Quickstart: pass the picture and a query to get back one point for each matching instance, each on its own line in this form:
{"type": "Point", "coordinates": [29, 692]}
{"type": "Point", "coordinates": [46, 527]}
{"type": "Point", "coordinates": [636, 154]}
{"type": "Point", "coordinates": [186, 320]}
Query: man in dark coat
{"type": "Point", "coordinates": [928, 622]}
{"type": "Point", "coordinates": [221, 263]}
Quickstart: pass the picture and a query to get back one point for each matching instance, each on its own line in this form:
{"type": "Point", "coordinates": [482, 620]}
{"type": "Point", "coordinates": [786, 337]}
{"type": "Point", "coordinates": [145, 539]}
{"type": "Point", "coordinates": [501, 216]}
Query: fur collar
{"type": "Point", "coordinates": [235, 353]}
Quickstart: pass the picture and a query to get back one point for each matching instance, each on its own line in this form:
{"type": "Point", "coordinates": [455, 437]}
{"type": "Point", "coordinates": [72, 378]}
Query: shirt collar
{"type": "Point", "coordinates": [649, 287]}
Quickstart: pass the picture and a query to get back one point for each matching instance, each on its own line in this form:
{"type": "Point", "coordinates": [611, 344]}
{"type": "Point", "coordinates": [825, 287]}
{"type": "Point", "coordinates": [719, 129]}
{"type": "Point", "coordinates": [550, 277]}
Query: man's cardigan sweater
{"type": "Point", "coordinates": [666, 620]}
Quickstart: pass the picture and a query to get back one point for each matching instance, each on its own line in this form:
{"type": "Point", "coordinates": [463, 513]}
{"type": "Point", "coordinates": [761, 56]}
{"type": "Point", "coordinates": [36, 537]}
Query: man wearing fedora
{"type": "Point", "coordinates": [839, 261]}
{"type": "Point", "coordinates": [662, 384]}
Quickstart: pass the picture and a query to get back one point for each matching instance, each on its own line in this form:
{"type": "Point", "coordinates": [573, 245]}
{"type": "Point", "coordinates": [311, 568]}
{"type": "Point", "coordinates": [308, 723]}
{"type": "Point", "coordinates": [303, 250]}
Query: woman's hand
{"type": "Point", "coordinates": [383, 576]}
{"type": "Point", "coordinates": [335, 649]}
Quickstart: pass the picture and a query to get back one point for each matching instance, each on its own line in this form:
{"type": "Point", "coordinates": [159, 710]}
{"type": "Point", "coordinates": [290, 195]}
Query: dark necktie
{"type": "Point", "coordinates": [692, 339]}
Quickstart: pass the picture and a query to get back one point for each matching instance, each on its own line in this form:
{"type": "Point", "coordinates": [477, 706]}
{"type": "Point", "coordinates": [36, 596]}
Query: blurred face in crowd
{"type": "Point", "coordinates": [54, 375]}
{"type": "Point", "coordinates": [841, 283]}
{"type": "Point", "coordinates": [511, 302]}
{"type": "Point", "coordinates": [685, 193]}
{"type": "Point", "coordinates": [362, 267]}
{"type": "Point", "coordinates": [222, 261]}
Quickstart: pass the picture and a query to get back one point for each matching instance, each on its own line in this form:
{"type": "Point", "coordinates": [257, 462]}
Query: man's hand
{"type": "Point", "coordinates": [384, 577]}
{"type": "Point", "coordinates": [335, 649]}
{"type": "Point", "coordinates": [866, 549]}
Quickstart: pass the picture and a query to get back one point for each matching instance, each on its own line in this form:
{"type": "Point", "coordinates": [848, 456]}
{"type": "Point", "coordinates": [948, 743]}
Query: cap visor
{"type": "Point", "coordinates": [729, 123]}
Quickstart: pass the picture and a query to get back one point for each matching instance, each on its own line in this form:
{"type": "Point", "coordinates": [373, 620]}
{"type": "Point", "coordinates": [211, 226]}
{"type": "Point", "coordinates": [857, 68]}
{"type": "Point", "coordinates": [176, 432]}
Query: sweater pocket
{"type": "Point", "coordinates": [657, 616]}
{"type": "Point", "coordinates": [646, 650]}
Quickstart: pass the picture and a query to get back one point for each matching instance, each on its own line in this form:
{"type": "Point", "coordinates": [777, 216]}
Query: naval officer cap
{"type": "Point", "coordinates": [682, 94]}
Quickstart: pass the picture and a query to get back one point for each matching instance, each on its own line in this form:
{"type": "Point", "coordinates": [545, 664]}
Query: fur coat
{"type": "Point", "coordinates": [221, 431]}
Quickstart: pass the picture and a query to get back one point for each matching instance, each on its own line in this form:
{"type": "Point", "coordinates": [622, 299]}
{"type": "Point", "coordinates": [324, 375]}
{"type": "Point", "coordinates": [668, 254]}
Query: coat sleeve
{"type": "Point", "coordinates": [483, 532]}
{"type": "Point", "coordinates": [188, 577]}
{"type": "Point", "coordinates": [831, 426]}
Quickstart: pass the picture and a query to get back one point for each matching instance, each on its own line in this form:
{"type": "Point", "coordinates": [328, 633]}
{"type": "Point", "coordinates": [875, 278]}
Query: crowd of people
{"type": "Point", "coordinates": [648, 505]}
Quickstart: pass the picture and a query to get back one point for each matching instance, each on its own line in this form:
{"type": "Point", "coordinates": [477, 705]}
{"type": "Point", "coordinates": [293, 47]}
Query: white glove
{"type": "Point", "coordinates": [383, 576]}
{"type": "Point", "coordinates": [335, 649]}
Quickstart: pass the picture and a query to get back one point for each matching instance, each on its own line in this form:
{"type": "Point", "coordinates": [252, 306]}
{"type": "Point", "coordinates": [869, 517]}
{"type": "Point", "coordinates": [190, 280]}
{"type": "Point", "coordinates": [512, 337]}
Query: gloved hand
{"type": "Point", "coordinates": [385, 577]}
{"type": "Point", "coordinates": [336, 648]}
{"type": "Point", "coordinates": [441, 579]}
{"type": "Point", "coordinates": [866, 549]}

※ ※ ※

■ **BRIEF**: Copy out each record from above, exactly.

■ **RESULT FOR THIS EXERCISE**:
Quickstart: pass the picture and a query to get back one point for each matching instance, each on its own line in this form:
{"type": "Point", "coordinates": [29, 692]}
{"type": "Point", "coordinates": [46, 527]}
{"type": "Point", "coordinates": [636, 154]}
{"type": "Point", "coordinates": [186, 320]}
Query: man in dark coat
{"type": "Point", "coordinates": [928, 622]}
{"type": "Point", "coordinates": [221, 263]}
Quickstart: pass the picture and a query to get back one point for each matching instance, each on its own line in this form:
{"type": "Point", "coordinates": [482, 620]}
{"type": "Point", "coordinates": [786, 337]}
{"type": "Point", "coordinates": [145, 539]}
{"type": "Point", "coordinates": [501, 216]}
Query: fur collar
{"type": "Point", "coordinates": [235, 353]}
Quickstart: pass the picture and a query to get back one point for each matching instance, each on its own line in this form:
{"type": "Point", "coordinates": [455, 437]}
{"type": "Point", "coordinates": [72, 378]}
Query: shirt collar
{"type": "Point", "coordinates": [649, 287]}
Quickstart: pass the picture and a query to get back one point for each matching instance, each on its own line in this form:
{"type": "Point", "coordinates": [611, 344]}
{"type": "Point", "coordinates": [825, 287]}
{"type": "Point", "coordinates": [719, 129]}
{"type": "Point", "coordinates": [550, 277]}
Query: man's cardigan sweater
{"type": "Point", "coordinates": [666, 620]}
Quickstart: pass the picture and a query to get back one point for each matching instance, each on its own line in this form:
{"type": "Point", "coordinates": [463, 513]}
{"type": "Point", "coordinates": [761, 56]}
{"type": "Point", "coordinates": [36, 537]}
Query: man wearing fedora
{"type": "Point", "coordinates": [839, 261]}
{"type": "Point", "coordinates": [662, 384]}
Quickstart: pass the picture and a query to get back one point for each matching instance, each on its own line in this form:
{"type": "Point", "coordinates": [573, 245]}
{"type": "Point", "coordinates": [311, 568]}
{"type": "Point", "coordinates": [308, 723]}
{"type": "Point", "coordinates": [303, 250]}
Query: woman's hand
{"type": "Point", "coordinates": [383, 576]}
{"type": "Point", "coordinates": [335, 649]}
Quickstart: pass the picture and a query to get back one point for each matching instance, each on its own line in this form:
{"type": "Point", "coordinates": [159, 710]}
{"type": "Point", "coordinates": [290, 195]}
Query: dark necktie
{"type": "Point", "coordinates": [692, 339]}
Quickstart: pass the picture and a query to get back one point for each matching instance, each on its own line in this form:
{"type": "Point", "coordinates": [477, 706]}
{"type": "Point", "coordinates": [36, 596]}
Query: blurred face in crowd
{"type": "Point", "coordinates": [54, 375]}
{"type": "Point", "coordinates": [841, 283]}
{"type": "Point", "coordinates": [511, 302]}
{"type": "Point", "coordinates": [685, 193]}
{"type": "Point", "coordinates": [362, 267]}
{"type": "Point", "coordinates": [222, 261]}
Quickstart: pass the picture and a query to get back one point for each matching instance, each on its own line in this form:
{"type": "Point", "coordinates": [257, 462]}
Query: man's hand
{"type": "Point", "coordinates": [384, 577]}
{"type": "Point", "coordinates": [335, 649]}
{"type": "Point", "coordinates": [866, 549]}
Quickstart: pass the picture and a query to get back one point for each matching instance, each on its own line in this form:
{"type": "Point", "coordinates": [848, 456]}
{"type": "Point", "coordinates": [948, 743]}
Query: cap visor
{"type": "Point", "coordinates": [729, 123]}
Quickstart: pass the picture and a query to get back one point for each matching instance, each on its own line in this form:
{"type": "Point", "coordinates": [373, 620]}
{"type": "Point", "coordinates": [211, 226]}
{"type": "Point", "coordinates": [857, 68]}
{"type": "Point", "coordinates": [176, 432]}
Query: sweater pocket
{"type": "Point", "coordinates": [657, 616]}
{"type": "Point", "coordinates": [646, 650]}
Quickstart: pass the picture and a query to get back one point for each matching instance, each on its own line in this form:
{"type": "Point", "coordinates": [777, 216]}
Query: naval officer cap
{"type": "Point", "coordinates": [682, 94]}
Quickstart: pass the picture and a query to get back one point for each matching instance, each on its own line in this form:
{"type": "Point", "coordinates": [545, 664]}
Query: fur coat
{"type": "Point", "coordinates": [221, 431]}
Quickstart: pass the picture and a query to get back one point for each matching instance, each on its own line in this form:
{"type": "Point", "coordinates": [622, 299]}
{"type": "Point", "coordinates": [324, 375]}
{"type": "Point", "coordinates": [668, 254]}
Query: coat sleeve
{"type": "Point", "coordinates": [483, 532]}
{"type": "Point", "coordinates": [188, 577]}
{"type": "Point", "coordinates": [831, 426]}
Quickstart: pass the picture and a query to get back one point for each matching instance, each on its own line in this form:
{"type": "Point", "coordinates": [328, 633]}
{"type": "Point", "coordinates": [875, 278]}
Query: crowd of people
{"type": "Point", "coordinates": [648, 505]}
Quickstart: pass the picture and a query to get back one point for each matching instance, each on its own line in this form:
{"type": "Point", "coordinates": [477, 705]}
{"type": "Point", "coordinates": [293, 47]}
Query: white glove
{"type": "Point", "coordinates": [383, 576]}
{"type": "Point", "coordinates": [335, 649]}
Quickstart: pass the picture and a query to get back one point for each matching instance, each on its own line in this form:
{"type": "Point", "coordinates": [252, 306]}
{"type": "Point", "coordinates": [869, 517]}
{"type": "Point", "coordinates": [190, 280]}
{"type": "Point", "coordinates": [512, 337]}
Query: gloved hand
{"type": "Point", "coordinates": [385, 577]}
{"type": "Point", "coordinates": [336, 648]}
{"type": "Point", "coordinates": [441, 579]}
{"type": "Point", "coordinates": [866, 549]}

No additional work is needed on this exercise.